■ **DOCUMENT SECTION**:
※
J Fox Models 1/200th scale JFDC103012 McDonnell Douglas DC-10-30 Condor D-ADQO with stand Limited 32pcs. Available to pre-order at Flying Tigers.
The McDonnell Douglas DC-10 is an American trijet wide-body aircraft manufactured by McDonnell Douglas. The DC-10 was intended to succeed the DC-8 for long-range flights. It first flew on August 29, 1970; it was introduced on August 5, 1971, by American Airlines.
The trijet has two turbofans on underwing pylons and a third one at the base of the vertical stabilizer. The twin-aisle layout has a typical seating for 270 in two classes. The initial DC-10-10 had a 3,500 nmi (6,500 km) range for transcontinental flights. The DC-10-15 had more powerful engines for hot and high airports. The DC-10-30 and −40 models (with a third main landing gear leg to support higher weights) each had intercontinental ranges of up to 5,200 nmi (9,600 km). The KC-10 Extender (based on the DC-10-30) is a tanker aircraft operated primarily by the United States Air Force.
Early operations of the DC-10 were afflicted by its poor safety record, which was partially attributable to a design flaw in the original cargo doors that caused multiple incidents, including fatalities. Following the American Airlines Flight 191 crash (the deadliest aviation accident in US history), the US Federal Aviation Administration (FAA) temporarily banned all DC-10s from U.S. airspace in June 1979. In August 1983, McDonnell Douglas announced that production would end due to a lack of orders, as it had a widespread public apprehension after the 1979 crash and a poor fuel economy reputation. As design flaws were rectified and fleet hours increased, the DC-10 achieved a long term safety record that was comparable to similar era passenger jets.
※
■ **INPUT DATA**:
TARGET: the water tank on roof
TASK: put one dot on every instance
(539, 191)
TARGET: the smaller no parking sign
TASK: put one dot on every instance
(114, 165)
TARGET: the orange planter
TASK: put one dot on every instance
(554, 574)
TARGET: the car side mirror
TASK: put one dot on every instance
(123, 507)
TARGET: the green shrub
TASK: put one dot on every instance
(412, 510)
※
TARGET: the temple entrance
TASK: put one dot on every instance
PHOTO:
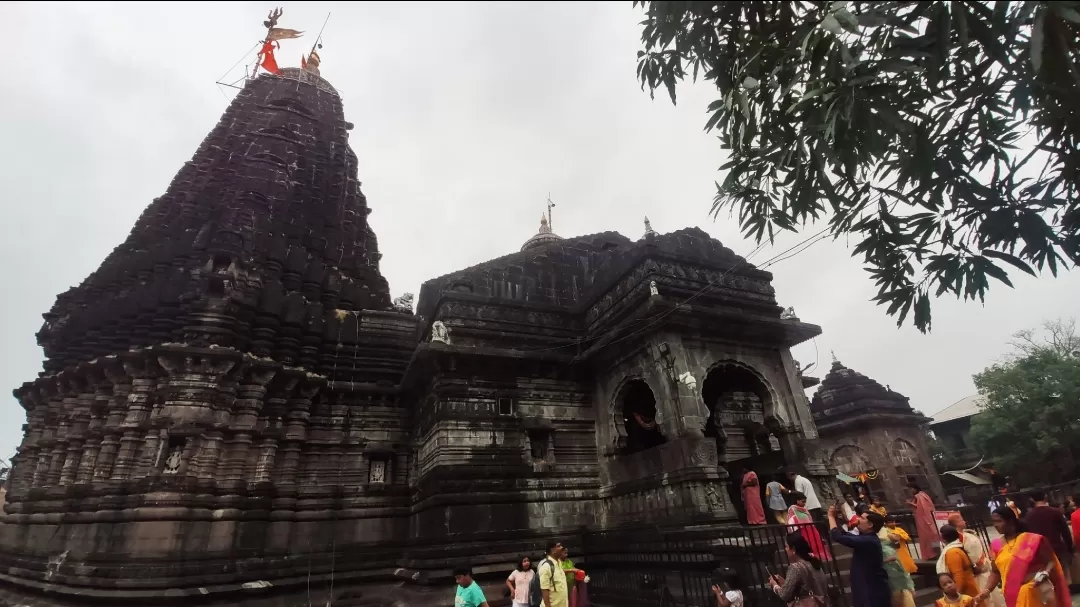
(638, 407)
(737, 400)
※
■ **EXPLORE THE MATERIAL**:
(a) In the passage about the DC-10, substitute "long-haul" for "long-range" in the part that opens with words containing "The McDonnell Douglas" and closes with "by American Airlines.", and write out that part.
(b) Proceed with the passage about the DC-10 by writing a few sentences that follow its last one.

■ **LIST OF ANSWERS**:
(a)
The McDonnell Douglas DC-10 is an American trijet wide-body aircraft manufactured by McDonnell Douglas. The DC-10 was intended to succeed the DC-8 for long-haul flights. It first flew on August 29, 1970; it was introduced on August 5, 1971, by American Airlines.

(b)
Production ended in 1989, with 386 delivered to airlines along with 60 KC-10 tankers. The DC-10 had outsold the similar Lockheed L-1011 TriStar. It was succeeded by the lengthened, heavier McDonnell Douglas MD-11. After merging with McDonnell Douglas in 1997, Boeing upgraded many in-service DC-10s as the MD-10 with a glass cockpit that eliminated the need for a flight engineer. In February 2014, the DC-10 made its last commercial passenger flight. Cargo airlines continue to operate a small number as freighters. The Orbis Flying Eye Hospital is a DC-10 adapted for eye surgery. A few DC-10s have been converted for aerial firefighting use. Some DC-10s are on display, while other retired aircraft are in storage.